## Begin Document

How are you dealing with CSV files that uses CR line breaks?

I believe there are people here who are dealing with CSV files import on the daily basis, and since Excel is a really popular tool there is a standing problem of reading them since File.* doesn’t support \r as a new line anyway.
Details:
https://github.com/elixir-lang/elixir/issues/6169
https://github.com/beatrichartz/csv/issues/55

Right now I see two possible solutions:

  • read N chars, detect if \r doesn’t have \n after it and consider that file uses CR as a line breaks, and then:
  1. Create and use NIF (still have to find a good C/C++ library)
  2. Replace \r with \r\n

Is there any better way? What are you folks doing in this situation?

1 Like

I do a regex on them to clean them up.

  def read!(ifile) do
    contents = ifile
    |> local_file
    |> File.read!
    |> filter(~r/[^\x00-\x7F]/, " ")
    |> filter(~r/\r[^\n]/, "\r\n")

    %{ifile | contents: contents}
  end

There’s probably a better way of going about it but this one works pretty well for me.

Have you ever encountered filed that are using LFCR as a newline sequence?

## End Document
## Begin Entries

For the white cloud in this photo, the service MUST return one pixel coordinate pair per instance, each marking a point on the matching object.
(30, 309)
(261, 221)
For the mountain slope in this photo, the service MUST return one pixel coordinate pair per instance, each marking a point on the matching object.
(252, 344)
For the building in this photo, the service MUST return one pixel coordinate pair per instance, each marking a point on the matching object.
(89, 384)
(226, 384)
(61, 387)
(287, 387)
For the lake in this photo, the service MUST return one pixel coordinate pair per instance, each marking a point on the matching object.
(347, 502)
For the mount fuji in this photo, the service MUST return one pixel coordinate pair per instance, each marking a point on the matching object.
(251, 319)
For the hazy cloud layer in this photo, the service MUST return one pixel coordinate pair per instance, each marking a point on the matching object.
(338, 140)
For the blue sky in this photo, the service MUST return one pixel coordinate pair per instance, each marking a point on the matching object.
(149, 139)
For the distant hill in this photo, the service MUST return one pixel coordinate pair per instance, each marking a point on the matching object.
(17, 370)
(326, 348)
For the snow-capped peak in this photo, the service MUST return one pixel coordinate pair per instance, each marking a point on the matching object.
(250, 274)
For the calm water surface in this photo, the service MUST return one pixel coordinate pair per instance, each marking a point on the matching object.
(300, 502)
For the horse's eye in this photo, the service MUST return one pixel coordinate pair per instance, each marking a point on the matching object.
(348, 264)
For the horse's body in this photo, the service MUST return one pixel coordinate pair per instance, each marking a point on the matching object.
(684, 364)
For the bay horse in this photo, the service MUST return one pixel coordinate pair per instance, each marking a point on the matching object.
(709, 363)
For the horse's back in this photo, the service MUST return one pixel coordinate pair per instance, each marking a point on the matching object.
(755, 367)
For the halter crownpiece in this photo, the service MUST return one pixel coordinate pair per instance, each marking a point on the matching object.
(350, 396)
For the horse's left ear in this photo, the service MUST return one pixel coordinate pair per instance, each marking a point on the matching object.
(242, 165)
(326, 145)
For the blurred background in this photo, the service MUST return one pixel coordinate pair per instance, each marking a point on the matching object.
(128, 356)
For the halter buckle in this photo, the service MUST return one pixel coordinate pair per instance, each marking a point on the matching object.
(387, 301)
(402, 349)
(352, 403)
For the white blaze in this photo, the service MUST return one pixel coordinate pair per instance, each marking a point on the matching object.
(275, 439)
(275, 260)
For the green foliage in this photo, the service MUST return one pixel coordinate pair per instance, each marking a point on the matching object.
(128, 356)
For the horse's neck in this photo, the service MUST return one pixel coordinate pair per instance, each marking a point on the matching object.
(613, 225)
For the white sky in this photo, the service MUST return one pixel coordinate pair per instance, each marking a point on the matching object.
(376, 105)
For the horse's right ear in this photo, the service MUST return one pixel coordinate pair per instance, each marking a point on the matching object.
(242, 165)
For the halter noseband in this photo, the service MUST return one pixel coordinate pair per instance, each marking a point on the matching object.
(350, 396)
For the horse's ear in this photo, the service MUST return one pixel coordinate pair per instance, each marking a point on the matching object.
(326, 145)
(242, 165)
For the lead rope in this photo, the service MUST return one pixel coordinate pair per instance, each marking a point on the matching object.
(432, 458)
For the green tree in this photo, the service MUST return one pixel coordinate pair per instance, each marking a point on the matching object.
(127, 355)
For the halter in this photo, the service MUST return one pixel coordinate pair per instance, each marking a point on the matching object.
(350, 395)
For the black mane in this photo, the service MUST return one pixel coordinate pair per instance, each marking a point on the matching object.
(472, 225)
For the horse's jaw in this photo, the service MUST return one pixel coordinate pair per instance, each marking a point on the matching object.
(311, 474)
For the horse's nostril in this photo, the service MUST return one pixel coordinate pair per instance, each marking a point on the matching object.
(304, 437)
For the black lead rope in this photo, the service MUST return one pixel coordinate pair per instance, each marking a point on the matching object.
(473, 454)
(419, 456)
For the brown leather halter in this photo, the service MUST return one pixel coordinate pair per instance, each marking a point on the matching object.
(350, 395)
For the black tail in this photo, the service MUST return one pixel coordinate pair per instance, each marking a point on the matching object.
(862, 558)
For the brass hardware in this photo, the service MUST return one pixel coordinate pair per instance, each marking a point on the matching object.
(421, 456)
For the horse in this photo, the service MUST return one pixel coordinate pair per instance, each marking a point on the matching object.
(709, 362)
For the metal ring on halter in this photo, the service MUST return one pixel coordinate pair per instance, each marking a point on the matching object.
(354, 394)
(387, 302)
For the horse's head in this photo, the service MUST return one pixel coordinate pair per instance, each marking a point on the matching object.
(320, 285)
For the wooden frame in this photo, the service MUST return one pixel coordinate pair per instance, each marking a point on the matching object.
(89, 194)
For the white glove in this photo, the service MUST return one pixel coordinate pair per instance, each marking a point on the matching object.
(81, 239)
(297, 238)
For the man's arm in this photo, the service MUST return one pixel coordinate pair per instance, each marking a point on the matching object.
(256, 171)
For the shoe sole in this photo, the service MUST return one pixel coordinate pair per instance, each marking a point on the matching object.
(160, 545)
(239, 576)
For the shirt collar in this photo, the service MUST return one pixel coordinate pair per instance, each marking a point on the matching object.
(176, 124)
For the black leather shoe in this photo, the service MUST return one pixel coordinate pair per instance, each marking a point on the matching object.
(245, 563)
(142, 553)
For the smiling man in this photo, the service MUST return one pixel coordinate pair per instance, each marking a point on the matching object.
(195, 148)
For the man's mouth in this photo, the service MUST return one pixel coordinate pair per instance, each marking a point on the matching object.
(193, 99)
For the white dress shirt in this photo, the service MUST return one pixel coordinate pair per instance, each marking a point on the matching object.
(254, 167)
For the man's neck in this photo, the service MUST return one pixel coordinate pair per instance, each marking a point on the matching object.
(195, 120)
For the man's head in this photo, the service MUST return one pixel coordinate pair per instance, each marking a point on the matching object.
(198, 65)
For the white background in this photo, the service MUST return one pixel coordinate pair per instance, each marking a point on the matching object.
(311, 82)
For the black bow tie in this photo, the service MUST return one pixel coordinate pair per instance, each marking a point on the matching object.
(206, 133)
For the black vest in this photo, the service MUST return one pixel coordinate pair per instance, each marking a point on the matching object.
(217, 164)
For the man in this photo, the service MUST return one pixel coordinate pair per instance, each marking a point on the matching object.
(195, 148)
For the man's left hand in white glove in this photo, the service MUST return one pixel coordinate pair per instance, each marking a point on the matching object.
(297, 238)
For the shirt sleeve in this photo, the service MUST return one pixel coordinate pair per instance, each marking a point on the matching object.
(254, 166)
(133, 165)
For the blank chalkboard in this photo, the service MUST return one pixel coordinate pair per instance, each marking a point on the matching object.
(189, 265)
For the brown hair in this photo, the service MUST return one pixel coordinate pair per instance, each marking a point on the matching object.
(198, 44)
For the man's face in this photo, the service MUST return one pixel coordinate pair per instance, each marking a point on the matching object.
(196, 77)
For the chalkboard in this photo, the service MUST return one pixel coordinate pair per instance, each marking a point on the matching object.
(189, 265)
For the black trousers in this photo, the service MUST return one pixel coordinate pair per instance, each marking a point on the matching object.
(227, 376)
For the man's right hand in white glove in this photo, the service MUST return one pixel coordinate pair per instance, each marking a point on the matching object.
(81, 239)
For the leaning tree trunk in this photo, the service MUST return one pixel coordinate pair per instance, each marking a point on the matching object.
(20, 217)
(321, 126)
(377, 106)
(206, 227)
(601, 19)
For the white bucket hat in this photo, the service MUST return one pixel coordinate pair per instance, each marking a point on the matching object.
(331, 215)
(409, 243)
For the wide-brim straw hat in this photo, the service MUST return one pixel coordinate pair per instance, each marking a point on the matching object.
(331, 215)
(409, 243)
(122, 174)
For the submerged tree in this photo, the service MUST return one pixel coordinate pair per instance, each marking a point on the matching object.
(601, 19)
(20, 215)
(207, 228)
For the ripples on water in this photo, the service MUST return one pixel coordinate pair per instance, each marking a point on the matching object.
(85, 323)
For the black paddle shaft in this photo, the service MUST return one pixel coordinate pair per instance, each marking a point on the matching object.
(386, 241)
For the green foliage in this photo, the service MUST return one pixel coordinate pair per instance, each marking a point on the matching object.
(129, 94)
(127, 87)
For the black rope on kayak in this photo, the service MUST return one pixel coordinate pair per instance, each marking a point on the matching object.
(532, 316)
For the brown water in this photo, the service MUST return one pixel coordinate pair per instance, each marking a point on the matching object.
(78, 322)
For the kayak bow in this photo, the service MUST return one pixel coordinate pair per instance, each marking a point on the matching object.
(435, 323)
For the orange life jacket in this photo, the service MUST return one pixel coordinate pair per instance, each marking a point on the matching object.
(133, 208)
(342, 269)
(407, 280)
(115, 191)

## End Entries

Aim: Transcribe the passage of the CSV line-break thread beginning with "Right now I" and continuing through "clean them up.". The lines are not required for this work.

Written solution:
Right now I see two possible solutions:

  • read N chars, detect if \r doesn’t have \n after it and consider that file uses CR as a line breaks, and then:
  1. Create and use NIF (still have to find a good C/C++ library)
  2. Replace \r with \r\n

Is there any better way? What are you folks doing in this situation?

1 Like

I do a regex on them to clean them up.